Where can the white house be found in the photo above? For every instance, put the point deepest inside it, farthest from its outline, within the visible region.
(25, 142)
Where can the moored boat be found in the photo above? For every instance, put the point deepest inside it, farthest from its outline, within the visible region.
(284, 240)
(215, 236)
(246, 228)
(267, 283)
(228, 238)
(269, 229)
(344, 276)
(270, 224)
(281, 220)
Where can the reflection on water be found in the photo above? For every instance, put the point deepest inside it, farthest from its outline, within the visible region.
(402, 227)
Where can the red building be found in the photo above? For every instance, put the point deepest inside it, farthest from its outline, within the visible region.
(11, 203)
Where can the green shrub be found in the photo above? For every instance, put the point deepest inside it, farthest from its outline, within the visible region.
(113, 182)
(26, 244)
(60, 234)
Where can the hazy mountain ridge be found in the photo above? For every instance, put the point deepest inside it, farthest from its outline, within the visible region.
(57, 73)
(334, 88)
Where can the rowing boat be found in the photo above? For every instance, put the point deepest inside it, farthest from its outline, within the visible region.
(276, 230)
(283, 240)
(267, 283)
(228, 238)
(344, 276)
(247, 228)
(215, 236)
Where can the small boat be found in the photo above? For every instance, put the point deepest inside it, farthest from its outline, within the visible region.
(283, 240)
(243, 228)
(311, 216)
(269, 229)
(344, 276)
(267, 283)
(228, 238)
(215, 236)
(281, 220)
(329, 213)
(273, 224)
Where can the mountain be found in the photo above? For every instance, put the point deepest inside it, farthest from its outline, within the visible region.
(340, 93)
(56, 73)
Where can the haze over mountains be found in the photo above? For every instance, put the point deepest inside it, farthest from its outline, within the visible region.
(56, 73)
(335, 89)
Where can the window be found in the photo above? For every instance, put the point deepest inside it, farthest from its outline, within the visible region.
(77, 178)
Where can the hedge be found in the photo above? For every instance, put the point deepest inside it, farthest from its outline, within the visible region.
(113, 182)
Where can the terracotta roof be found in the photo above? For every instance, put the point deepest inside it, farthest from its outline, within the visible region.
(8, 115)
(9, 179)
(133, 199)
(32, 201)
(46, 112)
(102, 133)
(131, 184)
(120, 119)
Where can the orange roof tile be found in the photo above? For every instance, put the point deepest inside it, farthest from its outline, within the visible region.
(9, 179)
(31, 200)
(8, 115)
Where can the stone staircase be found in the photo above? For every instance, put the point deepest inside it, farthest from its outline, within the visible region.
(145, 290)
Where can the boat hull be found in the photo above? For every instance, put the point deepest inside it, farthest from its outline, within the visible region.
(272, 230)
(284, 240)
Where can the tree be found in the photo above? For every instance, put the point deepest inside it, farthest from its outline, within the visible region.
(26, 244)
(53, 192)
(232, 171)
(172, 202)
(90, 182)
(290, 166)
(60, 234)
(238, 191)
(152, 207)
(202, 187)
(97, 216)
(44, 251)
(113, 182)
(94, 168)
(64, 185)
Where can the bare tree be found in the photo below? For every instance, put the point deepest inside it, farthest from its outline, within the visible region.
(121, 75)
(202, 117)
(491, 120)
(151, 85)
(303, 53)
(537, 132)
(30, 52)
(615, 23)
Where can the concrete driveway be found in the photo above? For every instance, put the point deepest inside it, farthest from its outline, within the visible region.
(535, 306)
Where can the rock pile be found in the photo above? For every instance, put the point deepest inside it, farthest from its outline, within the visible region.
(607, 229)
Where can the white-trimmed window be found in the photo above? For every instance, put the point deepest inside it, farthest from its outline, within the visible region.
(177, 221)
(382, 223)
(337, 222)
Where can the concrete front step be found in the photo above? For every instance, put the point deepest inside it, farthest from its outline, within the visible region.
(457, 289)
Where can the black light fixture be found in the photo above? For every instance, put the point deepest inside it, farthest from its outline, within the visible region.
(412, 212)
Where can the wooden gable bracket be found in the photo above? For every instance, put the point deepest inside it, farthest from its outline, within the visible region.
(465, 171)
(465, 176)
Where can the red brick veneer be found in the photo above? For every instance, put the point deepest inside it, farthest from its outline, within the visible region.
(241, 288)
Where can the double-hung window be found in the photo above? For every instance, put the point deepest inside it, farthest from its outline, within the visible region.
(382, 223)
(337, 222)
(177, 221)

*Problem to work on*.
Restate the material word for word, leaving nothing out.

*Response to this exercise*.
Where can the white house be found in the photo above? For every instance, put the point deepest inside it, farthest from its outline, within the visible region.
(25, 142)
Where can the moored boat be found in the photo above? For every instance, put the point deepest inside it, farthest from its outline, within the visible region.
(284, 240)
(215, 236)
(246, 228)
(267, 283)
(228, 238)
(269, 229)
(344, 276)
(270, 224)
(281, 220)
Where can the reflection on water be found in the photo above? For every instance, put the point deepest inside it, farthest from its outline, within the visible region.
(402, 227)
Where can the red building be found in the photo above? For every instance, put the point deepest inside it, farthest from its outline, within the visible region.
(11, 203)
Where can the green shrub be found in the photo above? For every instance, put the point deepest inside it, farthest from its outline, within the visible region.
(113, 182)
(26, 244)
(60, 234)
Where can the hazy mountain ridge be found in the photo above? For every instance, put the point deepest inside it, farthest from its outline, within the visible region.
(57, 73)
(334, 88)
Where can the rowing boat be found in the photo above? For every instance, put the point deepest inside it, farthest from its outline, within the visible region.
(276, 230)
(283, 240)
(267, 283)
(228, 238)
(344, 276)
(247, 228)
(215, 236)
Where can the small boat be found in the photo above? For every instance, put the point deepest inside it, farthest from its outline, within the visible region.
(283, 240)
(243, 228)
(311, 216)
(269, 229)
(344, 276)
(267, 283)
(228, 238)
(215, 236)
(281, 220)
(329, 213)
(273, 224)
Where can the mountain be found in the photo above? For every instance, put the point deepest inside it, farthest from its outline, within the visible region.
(340, 93)
(56, 73)
Where can the haze over mountains be found in the photo above? For every instance, put the point deepest inside it, farthest from its outline, within the visible region.
(56, 73)
(335, 89)
Where can the window be found in the photo above? For every instance, put the point deepest inside it, farthest from its outline, within the visible region.
(77, 178)
Where can the hedge be found in the photo above? For every instance, put the point deepest inside it, farthest from its outline, within the visible region.
(113, 182)
Where can the terracotta roof be found in the photo above? For every instance, put the point deepest inside it, farthest from its outline, within the visible region.
(8, 115)
(9, 179)
(133, 199)
(32, 201)
(46, 112)
(102, 133)
(131, 184)
(120, 119)
Where can the orange roof tile be found in the photo above? For every instance, put the point deepest inside it, farthest from its outline, within the visible region.
(9, 179)
(31, 200)
(8, 115)
Where can the stone staircase be found in the photo above? For every instance, put the point deepest inside it, farthest from its outline, within the visible region.
(145, 290)
Where can the boat hull be found in the photo above? For every instance, put the point deepest inside it, farthest from its outline, within the visible region.
(272, 230)
(284, 240)
Where can the tree be found in the photo above? For every instance, put the point deepest inside it, farthest from its outline, within the visible region.
(26, 244)
(53, 192)
(232, 171)
(172, 202)
(90, 182)
(290, 166)
(60, 234)
(238, 191)
(152, 207)
(202, 187)
(97, 216)
(44, 251)
(113, 182)
(94, 168)
(64, 185)
Where can the bare tree be found in the photo below? For every instance, put the point deepest inside it, farthest from its outline, within the visible region.
(121, 75)
(202, 117)
(491, 120)
(151, 85)
(303, 53)
(537, 132)
(30, 52)
(615, 23)
Where can the concrete driveway be found in the photo above? For every instance, put the point deepest inside it, farthest from its outline, within the visible region.
(535, 306)
Where can the rock pile be found in the photo above? For every instance, put the point deepest inside it, farthest from its outline, within the visible region.
(607, 229)
Where can the white-trimmed window be found in the photo above? For every instance, put the point deepest inside it, farthest from its outline, within the visible region.
(177, 221)
(382, 223)
(337, 222)
Where can the concrete front step be found in the photo above? For every instance, put the point deepest inside it, farthest from its outline, within the visible region.
(457, 289)
Where can the black light fixture be found in the photo above? For every instance, put the point deepest inside it, farthest from its outline, within the visible region.
(412, 212)
Where can the wooden gable bracket be found in the photo above? For every instance, put the point deepest inside it, farthest from its outline, within the visible region.
(465, 171)
(465, 176)
Where can the red brick veneer be found in the photo above? For every instance, put the point deepest inside it, farthest from its outline, within the visible region.
(241, 288)
Where can the double-hung window be found in the photo above? For every instance, put the point deepest inside it, farthest from its outline, within the visible region.
(382, 223)
(337, 222)
(177, 221)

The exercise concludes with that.